Bounding-box records
-- Begin --
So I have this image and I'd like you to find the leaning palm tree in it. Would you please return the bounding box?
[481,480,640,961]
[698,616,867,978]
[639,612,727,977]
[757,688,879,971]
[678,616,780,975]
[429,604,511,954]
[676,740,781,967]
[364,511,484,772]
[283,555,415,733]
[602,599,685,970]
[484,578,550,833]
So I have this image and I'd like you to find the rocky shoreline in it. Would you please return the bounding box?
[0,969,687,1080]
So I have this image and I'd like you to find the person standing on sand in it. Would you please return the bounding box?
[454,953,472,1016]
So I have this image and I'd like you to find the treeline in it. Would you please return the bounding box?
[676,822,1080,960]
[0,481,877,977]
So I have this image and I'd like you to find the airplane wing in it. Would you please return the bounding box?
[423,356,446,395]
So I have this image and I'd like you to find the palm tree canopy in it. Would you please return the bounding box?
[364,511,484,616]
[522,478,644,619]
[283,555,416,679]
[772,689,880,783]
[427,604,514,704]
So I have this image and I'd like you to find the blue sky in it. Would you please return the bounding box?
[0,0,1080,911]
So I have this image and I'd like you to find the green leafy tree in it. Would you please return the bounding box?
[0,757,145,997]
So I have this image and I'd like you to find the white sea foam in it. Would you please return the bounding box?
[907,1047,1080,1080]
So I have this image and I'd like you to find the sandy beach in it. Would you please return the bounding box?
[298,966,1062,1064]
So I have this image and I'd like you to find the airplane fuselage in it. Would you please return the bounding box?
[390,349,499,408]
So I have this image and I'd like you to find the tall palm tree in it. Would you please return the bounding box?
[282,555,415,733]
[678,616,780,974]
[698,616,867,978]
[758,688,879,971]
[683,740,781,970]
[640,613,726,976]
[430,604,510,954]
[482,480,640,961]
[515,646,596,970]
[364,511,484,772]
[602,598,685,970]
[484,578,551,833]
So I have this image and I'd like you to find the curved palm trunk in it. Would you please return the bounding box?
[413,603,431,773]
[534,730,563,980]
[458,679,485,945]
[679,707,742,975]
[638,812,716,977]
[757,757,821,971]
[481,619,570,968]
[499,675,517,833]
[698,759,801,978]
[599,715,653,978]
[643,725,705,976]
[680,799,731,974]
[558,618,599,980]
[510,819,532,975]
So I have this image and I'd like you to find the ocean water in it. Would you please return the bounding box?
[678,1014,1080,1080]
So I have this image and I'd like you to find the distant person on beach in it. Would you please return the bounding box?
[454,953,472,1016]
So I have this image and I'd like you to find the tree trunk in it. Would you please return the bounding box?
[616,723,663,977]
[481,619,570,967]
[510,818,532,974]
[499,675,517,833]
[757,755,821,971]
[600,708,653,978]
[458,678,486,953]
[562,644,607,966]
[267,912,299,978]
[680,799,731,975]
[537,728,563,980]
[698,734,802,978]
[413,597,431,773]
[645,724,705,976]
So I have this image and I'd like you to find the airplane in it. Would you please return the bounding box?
-- End --
* What is expected
Copy out all of the entries above, swapping each occurrence of "bounding box" for "box coordinates". Keep everything else the same.

* The result
So I have this image and I'd like you to find the leaning palm tree in it. Would you please return the box coordinates?
[481,480,640,961]
[698,616,867,978]
[639,612,727,977]
[757,688,879,971]
[678,616,780,975]
[429,604,511,954]
[676,740,781,967]
[364,511,484,772]
[283,555,415,733]
[602,599,685,970]
[484,578,550,833]
So I have this image and I'd like you to find the rocky shoreline in it. Would you please return the box coordinates?
[0,969,687,1080]
So I have this image and I'd like you to find the person standing on sand in it. Would you please return the box coordinates?
[454,953,472,1016]
So I have this image and I'd like you to find the treeline in it. Would you please return the box coordinates?
[676,822,1080,960]
[0,481,877,977]
So I have this image and I'd like you to find the airplane wing in it. Would you please return the box coordinates?
[423,356,446,395]
So I have this image and I'd like you to find the palm tree canopy in it. Would you please return the box coordinates?
[364,511,484,616]
[522,478,644,619]
[283,555,416,679]
[772,689,880,783]
[427,604,514,704]
So I have this image and I'd like you to find the blue sky in it. Would you please return the box coordinates?
[0,0,1080,911]
So I have this image and I'd like you to find the green leafy tree in it. Would you please return the box coordinates?
[0,757,145,997]
So I have this image and I'd like you to find the white sea foam in it. Would you please return the box coordinates?
[907,1047,1080,1080]
So I have this image and I'd like you to find the sandy beach in it. Would you please return the box coordinates?
[298,966,1062,1064]
So I have this image and I'd like you to find the airplane fuselage in it. Would you please return the box coordinates?
[390,349,499,408]
So I have this image and I'd like you to find the tall palm tree in it. Would you please return the box coordinates?
[282,555,415,733]
[678,616,780,974]
[698,616,867,978]
[758,688,879,971]
[683,740,781,970]
[640,613,726,976]
[430,604,510,954]
[482,480,640,961]
[515,646,596,970]
[364,511,484,772]
[602,598,685,970]
[484,578,551,833]
So I have this image and I'd like you to find the curved palm trunk in it. Would you please return the box coordinates?
[413,603,431,773]
[534,730,563,980]
[458,679,485,945]
[679,707,742,975]
[638,812,716,977]
[757,757,821,971]
[481,619,570,968]
[499,675,517,833]
[698,759,801,978]
[599,715,653,978]
[643,725,705,976]
[680,799,731,974]
[558,618,599,980]
[510,819,532,975]
So I have this image and I'd like you to find the ocean water in it. Would you please return the box coordinates?
[678,1014,1080,1080]
So I have this image and I'd like you to find the distant person on beach in it. Would you please return the box coordinates?
[454,953,472,1016]
So I have this image and I'd like you to find the tree trunk in it. Would you please return the box coordinates?
[616,723,663,977]
[481,619,570,967]
[510,818,532,974]
[499,675,517,833]
[757,755,821,971]
[600,708,653,978]
[458,678,486,953]
[562,644,607,966]
[267,912,299,978]
[680,799,731,975]
[537,728,563,980]
[698,734,802,978]
[413,597,431,773]
[645,724,705,976]
So I have this image and I'd like you to find the airplane in it. Would you please return the box coordinates?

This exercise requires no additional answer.